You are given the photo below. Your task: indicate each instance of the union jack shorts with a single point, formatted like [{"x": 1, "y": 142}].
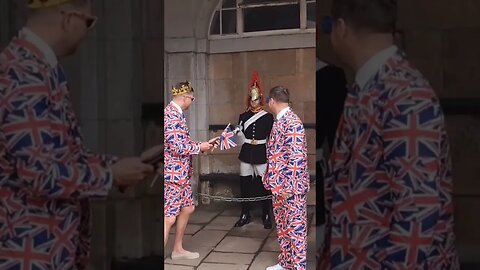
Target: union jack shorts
[{"x": 175, "y": 198}]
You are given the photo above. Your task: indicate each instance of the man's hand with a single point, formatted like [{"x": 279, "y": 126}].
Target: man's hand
[
  {"x": 205, "y": 146},
  {"x": 130, "y": 171},
  {"x": 214, "y": 142},
  {"x": 286, "y": 194}
]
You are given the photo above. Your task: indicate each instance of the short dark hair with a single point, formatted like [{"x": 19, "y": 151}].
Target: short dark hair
[
  {"x": 280, "y": 93},
  {"x": 378, "y": 16}
]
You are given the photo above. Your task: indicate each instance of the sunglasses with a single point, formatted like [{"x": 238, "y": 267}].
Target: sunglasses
[
  {"x": 90, "y": 20},
  {"x": 326, "y": 25},
  {"x": 191, "y": 97}
]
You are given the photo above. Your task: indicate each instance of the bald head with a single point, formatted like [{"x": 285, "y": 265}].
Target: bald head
[{"x": 63, "y": 26}]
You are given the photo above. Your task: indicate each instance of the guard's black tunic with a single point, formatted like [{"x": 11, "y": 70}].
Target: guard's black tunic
[{"x": 259, "y": 130}]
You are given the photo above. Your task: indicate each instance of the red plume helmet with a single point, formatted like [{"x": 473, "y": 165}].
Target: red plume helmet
[{"x": 255, "y": 89}]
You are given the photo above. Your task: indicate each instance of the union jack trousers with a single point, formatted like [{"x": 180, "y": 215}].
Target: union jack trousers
[
  {"x": 389, "y": 186},
  {"x": 46, "y": 174},
  {"x": 287, "y": 173},
  {"x": 179, "y": 149}
]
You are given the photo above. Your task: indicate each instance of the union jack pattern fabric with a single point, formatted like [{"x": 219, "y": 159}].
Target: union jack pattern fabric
[
  {"x": 291, "y": 219},
  {"x": 46, "y": 174},
  {"x": 175, "y": 198},
  {"x": 389, "y": 186},
  {"x": 287, "y": 173},
  {"x": 227, "y": 138},
  {"x": 179, "y": 149}
]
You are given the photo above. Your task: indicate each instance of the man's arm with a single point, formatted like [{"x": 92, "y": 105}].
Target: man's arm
[
  {"x": 412, "y": 136},
  {"x": 295, "y": 141},
  {"x": 33, "y": 139},
  {"x": 176, "y": 136}
]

-------------------------

(Exercise objective)
Format every line of the records above as a numbered list, one line per item, skipping any blank lines and leaving out the picture.

(Answer for the task)
1. You are given the photo below. Your task: indicate each instance of the union jack shorts with a single point, formatted like [{"x": 1, "y": 142}].
2. Target: union jack shorts
3. [{"x": 175, "y": 198}]
4. You are given the photo above. Your task: indicate each instance of the man's hand with a single point, formatted like [{"x": 279, "y": 126}].
5. Target: man's hand
6. [
7.   {"x": 205, "y": 146},
8.   {"x": 130, "y": 171},
9.   {"x": 214, "y": 142},
10.   {"x": 286, "y": 194}
11. ]
12. You are given the photo above. Your task: indicate each instance of the short dark hair with a single point, formatted like [{"x": 19, "y": 151}].
13. Target: short dark hair
14. [
15.   {"x": 280, "y": 93},
16.   {"x": 378, "y": 16}
17. ]
18. You are given the photo above. Your task: indicate each instance of the sunglasses with a single point, formatted like [{"x": 238, "y": 267}].
19. Target: sunglasses
20. [
21.   {"x": 90, "y": 20},
22.   {"x": 326, "y": 25},
23.   {"x": 191, "y": 97}
24. ]
25. You are given the photo above. Your task: indicate each instance of the bald head with a single point, formatted like [{"x": 285, "y": 265}].
26. Target: bald head
27. [{"x": 63, "y": 26}]
28. You are given the photo above. Your task: indicate each instance of the guard's black tunic with a single point, formatted like [{"x": 11, "y": 70}].
29. Target: guard's black tunic
30. [{"x": 259, "y": 130}]
31. You are given the photo above. Your task: indicate each instance of the red plume helmet with a single point, formatted like [{"x": 473, "y": 165}].
32. Target: red plume helmet
33. [{"x": 255, "y": 89}]
34. You are given the photo above. Your task: indicate each instance of the union jack trousers with a single point, formatted like [{"x": 180, "y": 215}].
35. Target: union jack trousers
36. [
37.   {"x": 389, "y": 186},
38.   {"x": 46, "y": 174},
39.   {"x": 287, "y": 173},
40.   {"x": 179, "y": 149}
41. ]
42. You are given the photo above. Your task: indicate each instance of the union jack pattern fabric with a single point, formatted like [{"x": 219, "y": 159}].
43. Target: union jack pattern fabric
44. [
45.   {"x": 291, "y": 219},
46.   {"x": 46, "y": 174},
47.   {"x": 175, "y": 198},
48.   {"x": 389, "y": 186},
49.   {"x": 287, "y": 173},
50.   {"x": 227, "y": 138},
51.   {"x": 179, "y": 149}
52. ]
53. You are given the photo above. Your task: indicate each instance of the man's arm with a single point, formatted like [{"x": 92, "y": 105}].
54. Target: man's arm
55. [
56.   {"x": 412, "y": 136},
57.   {"x": 295, "y": 141},
58.   {"x": 33, "y": 139},
59.   {"x": 176, "y": 136}
60. ]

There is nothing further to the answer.